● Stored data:
# # # # # # #

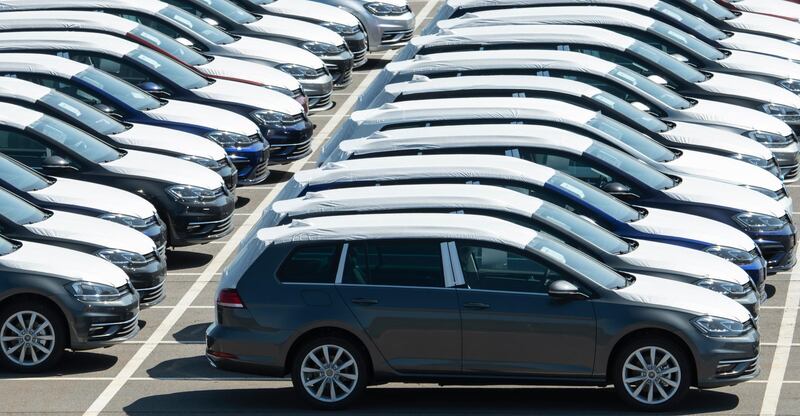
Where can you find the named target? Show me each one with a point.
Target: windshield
(173, 71)
(689, 20)
(634, 167)
(645, 120)
(650, 88)
(638, 141)
(84, 113)
(171, 46)
(21, 177)
(577, 262)
(119, 89)
(76, 140)
(592, 196)
(666, 62)
(690, 43)
(197, 25)
(19, 211)
(581, 229)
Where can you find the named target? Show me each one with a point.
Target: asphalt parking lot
(163, 371)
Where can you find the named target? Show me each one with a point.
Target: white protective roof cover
(82, 228)
(69, 264)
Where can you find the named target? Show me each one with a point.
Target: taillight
(229, 298)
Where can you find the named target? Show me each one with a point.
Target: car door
(398, 292)
(511, 326)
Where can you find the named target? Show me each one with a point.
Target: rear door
(401, 292)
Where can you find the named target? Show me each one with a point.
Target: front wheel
(329, 373)
(652, 374)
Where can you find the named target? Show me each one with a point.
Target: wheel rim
(651, 375)
(27, 338)
(329, 373)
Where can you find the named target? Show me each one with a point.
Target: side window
(310, 264)
(493, 267)
(394, 263)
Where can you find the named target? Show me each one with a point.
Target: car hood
(82, 228)
(742, 118)
(704, 191)
(295, 29)
(250, 95)
(691, 227)
(222, 66)
(279, 53)
(164, 168)
(723, 169)
(87, 194)
(155, 137)
(311, 10)
(711, 137)
(734, 85)
(69, 264)
(762, 44)
(654, 291)
(671, 259)
(203, 115)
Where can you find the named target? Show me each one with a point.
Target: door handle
(365, 302)
(476, 305)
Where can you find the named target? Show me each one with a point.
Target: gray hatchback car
(340, 303)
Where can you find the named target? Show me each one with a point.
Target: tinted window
(310, 264)
(394, 263)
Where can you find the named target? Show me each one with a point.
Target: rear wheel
(329, 373)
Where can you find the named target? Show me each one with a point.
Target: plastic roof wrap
(722, 194)
(653, 291)
(164, 168)
(82, 228)
(69, 264)
(693, 228)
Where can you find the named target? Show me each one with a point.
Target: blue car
(240, 137)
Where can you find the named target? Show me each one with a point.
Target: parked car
(192, 31)
(241, 137)
(625, 255)
(339, 21)
(633, 87)
(220, 67)
(322, 42)
(388, 23)
(52, 298)
(676, 134)
(85, 198)
(400, 320)
(123, 247)
(152, 139)
(193, 200)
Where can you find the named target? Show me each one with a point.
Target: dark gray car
(343, 302)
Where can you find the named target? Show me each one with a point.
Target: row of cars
(535, 192)
(127, 126)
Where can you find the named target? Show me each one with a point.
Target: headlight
(713, 326)
(230, 139)
(759, 222)
(298, 71)
(122, 258)
(734, 255)
(385, 9)
(769, 139)
(203, 161)
(93, 292)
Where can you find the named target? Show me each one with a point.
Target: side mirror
(562, 289)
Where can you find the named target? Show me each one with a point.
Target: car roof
(403, 226)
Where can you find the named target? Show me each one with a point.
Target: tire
(349, 372)
(658, 387)
(26, 348)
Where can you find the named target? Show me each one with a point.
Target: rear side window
(310, 264)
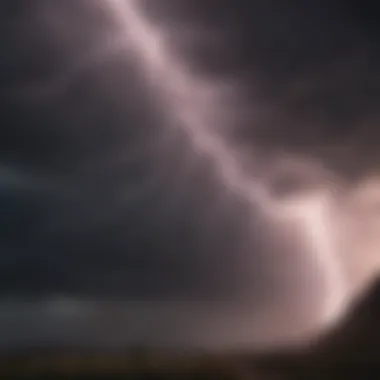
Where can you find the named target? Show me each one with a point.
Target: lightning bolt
(196, 104)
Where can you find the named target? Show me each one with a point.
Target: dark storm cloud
(103, 197)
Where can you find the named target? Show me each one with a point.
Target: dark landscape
(352, 352)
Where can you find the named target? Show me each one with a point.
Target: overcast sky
(141, 146)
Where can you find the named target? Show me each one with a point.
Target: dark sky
(116, 228)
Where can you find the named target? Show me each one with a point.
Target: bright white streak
(192, 100)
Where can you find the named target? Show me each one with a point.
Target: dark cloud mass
(116, 227)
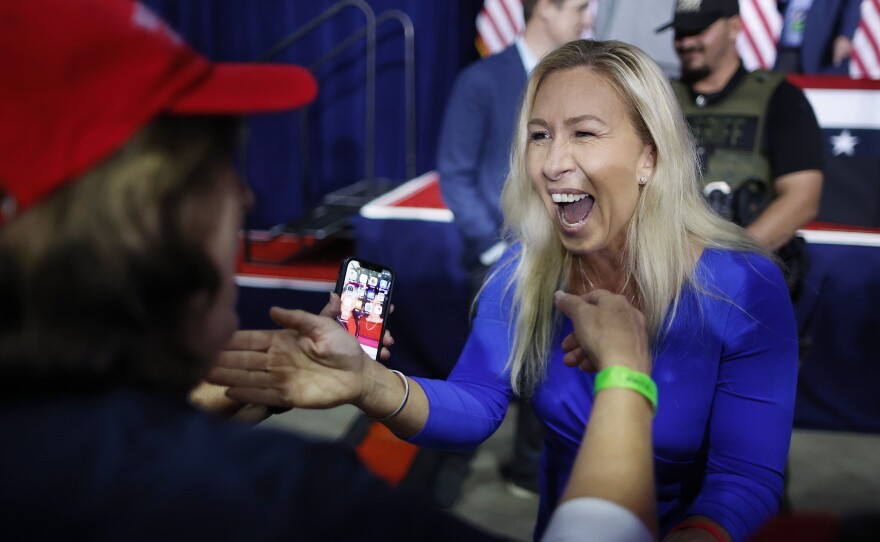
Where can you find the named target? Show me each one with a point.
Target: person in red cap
(121, 215)
(120, 225)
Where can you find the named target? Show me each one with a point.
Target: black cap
(694, 16)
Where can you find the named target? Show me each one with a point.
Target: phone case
(365, 289)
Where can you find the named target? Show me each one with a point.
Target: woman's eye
(538, 136)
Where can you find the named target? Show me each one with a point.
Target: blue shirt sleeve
(752, 410)
(470, 404)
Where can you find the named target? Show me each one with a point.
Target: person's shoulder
(733, 270)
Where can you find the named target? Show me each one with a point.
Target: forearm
(212, 398)
(615, 460)
(385, 392)
(698, 529)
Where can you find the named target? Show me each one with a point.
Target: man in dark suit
(472, 161)
(817, 35)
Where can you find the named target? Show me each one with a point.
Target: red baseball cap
(81, 77)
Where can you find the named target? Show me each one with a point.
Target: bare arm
(314, 363)
(796, 203)
(615, 460)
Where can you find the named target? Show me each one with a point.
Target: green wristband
(618, 376)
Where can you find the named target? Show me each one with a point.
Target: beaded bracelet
(618, 376)
(405, 397)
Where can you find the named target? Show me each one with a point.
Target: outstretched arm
(314, 363)
(615, 459)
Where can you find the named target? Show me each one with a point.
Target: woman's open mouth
(573, 209)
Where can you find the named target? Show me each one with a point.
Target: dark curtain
(294, 159)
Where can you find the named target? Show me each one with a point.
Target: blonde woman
(602, 196)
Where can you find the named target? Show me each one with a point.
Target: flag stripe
(500, 22)
(839, 108)
(865, 59)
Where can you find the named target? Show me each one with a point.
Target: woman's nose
(558, 162)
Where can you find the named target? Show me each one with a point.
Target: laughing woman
(603, 195)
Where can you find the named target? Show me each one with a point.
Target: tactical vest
(729, 136)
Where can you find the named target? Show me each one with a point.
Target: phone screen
(365, 291)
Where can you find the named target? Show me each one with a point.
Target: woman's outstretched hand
(607, 331)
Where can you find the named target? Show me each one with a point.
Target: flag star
(845, 143)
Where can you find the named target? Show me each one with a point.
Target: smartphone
(365, 290)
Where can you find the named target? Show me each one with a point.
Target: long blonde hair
(670, 223)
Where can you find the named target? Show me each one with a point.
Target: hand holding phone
(364, 289)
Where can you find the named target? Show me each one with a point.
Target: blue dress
(726, 373)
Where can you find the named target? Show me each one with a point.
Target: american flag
(865, 61)
(500, 22)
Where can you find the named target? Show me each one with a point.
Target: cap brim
(248, 88)
(663, 28)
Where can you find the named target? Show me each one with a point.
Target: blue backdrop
(334, 141)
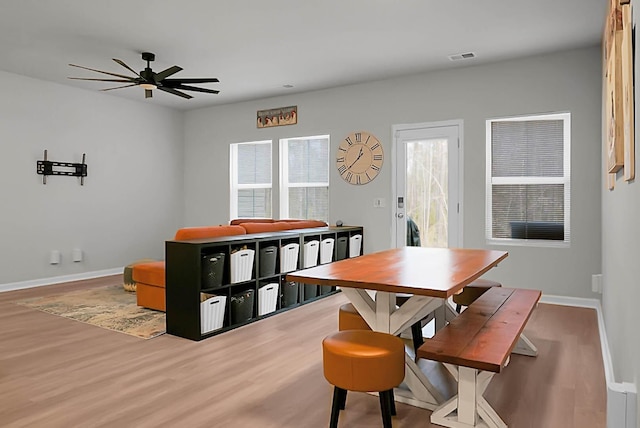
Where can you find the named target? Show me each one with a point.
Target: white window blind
(528, 179)
(304, 178)
(250, 169)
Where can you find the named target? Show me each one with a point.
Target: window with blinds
(304, 178)
(251, 180)
(528, 180)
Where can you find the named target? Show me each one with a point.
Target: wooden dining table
(429, 275)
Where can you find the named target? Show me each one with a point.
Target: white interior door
(427, 185)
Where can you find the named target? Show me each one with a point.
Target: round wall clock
(359, 158)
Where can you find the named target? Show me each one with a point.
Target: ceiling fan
(149, 80)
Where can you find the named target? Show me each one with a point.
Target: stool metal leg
(392, 402)
(385, 406)
(339, 395)
(343, 398)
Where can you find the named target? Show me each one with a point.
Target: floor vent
(457, 57)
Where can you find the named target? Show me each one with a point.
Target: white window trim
(233, 177)
(565, 180)
(284, 173)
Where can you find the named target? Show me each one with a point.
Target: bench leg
(525, 347)
(468, 408)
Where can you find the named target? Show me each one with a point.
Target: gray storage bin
(288, 294)
(342, 247)
(310, 291)
(325, 289)
(241, 306)
(212, 270)
(268, 260)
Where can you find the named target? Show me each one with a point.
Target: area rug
(109, 307)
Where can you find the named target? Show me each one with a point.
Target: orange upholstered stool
(150, 285)
(365, 361)
(472, 291)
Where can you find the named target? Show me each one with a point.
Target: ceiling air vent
(467, 55)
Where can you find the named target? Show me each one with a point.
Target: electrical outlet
(596, 283)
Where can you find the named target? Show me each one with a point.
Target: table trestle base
(468, 408)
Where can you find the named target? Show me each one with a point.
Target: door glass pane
(427, 190)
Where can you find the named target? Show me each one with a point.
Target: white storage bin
(212, 313)
(354, 245)
(267, 298)
(241, 265)
(326, 251)
(289, 257)
(311, 253)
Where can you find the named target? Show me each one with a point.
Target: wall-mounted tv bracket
(47, 167)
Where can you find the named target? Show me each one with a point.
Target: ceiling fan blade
(102, 80)
(168, 72)
(174, 92)
(118, 87)
(125, 66)
(193, 88)
(192, 80)
(100, 71)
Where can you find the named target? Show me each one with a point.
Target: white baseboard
(58, 279)
(621, 396)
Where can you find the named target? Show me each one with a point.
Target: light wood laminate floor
(55, 372)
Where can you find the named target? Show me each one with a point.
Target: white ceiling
(256, 47)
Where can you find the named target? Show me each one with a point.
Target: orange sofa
(150, 277)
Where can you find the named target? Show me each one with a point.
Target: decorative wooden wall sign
(277, 117)
(618, 82)
(627, 93)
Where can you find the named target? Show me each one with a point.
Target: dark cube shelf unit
(185, 282)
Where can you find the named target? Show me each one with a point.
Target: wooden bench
(474, 347)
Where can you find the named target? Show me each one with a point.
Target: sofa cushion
(305, 224)
(277, 226)
(251, 220)
(149, 273)
(208, 232)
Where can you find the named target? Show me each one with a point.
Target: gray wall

# # # # # # #

Exact copies of the lines from the one holding "Target: ceiling air vent" through the last line above, and only those, make up the answer.

● Result of this task:
Target: ceiling air vent
(467, 55)
Where can you find the named target? Show me each one with a point.
Target: electrical outlet
(596, 283)
Where can you find the named target? Show me each one with a point.
Target: table trestle base
(468, 408)
Where can you find the named target? Show me each one with a point.
Target: door glass pane
(427, 190)
Where can you find the named target? Show me each one with a point.
Target: white storage bin
(212, 313)
(354, 245)
(267, 298)
(241, 265)
(326, 251)
(289, 257)
(311, 253)
Where can you find the named target? Show me each one with a point.
Target: wall-mounted tv bracket
(47, 167)
Where can you find the named target? Show me each one with a point.
Target: ceiling fan blade
(102, 80)
(168, 72)
(174, 92)
(118, 87)
(125, 66)
(193, 88)
(192, 80)
(100, 71)
Where can you find the named target? Show me each one with a point.
Target: white baseboard
(58, 279)
(621, 396)
Where can you find the named target? Show me each one with a point.
Target: light wood laminate floor
(55, 372)
Where can you find the named target? Show me each one with a point.
Target: white ceiling
(256, 47)
Where can you find the named target? Show me each one with a point.
Target: orange sofa
(150, 277)
Where can you find the named target? Show me each one with a point.
Target: decorative wooden wall sign
(277, 117)
(618, 82)
(627, 93)
Where can you find the named target? Show me each one with a point.
Target: dark cube shelf unit
(185, 282)
Where can you find the named target? Show me each one with a point.
Target: wooden bench
(474, 347)
Where can you find the named target? Show me each one with a point.
Target: sofa cushion
(305, 224)
(277, 226)
(251, 220)
(149, 273)
(208, 232)
Where can you find the named target? Show me each one with a point.
Target: gray wall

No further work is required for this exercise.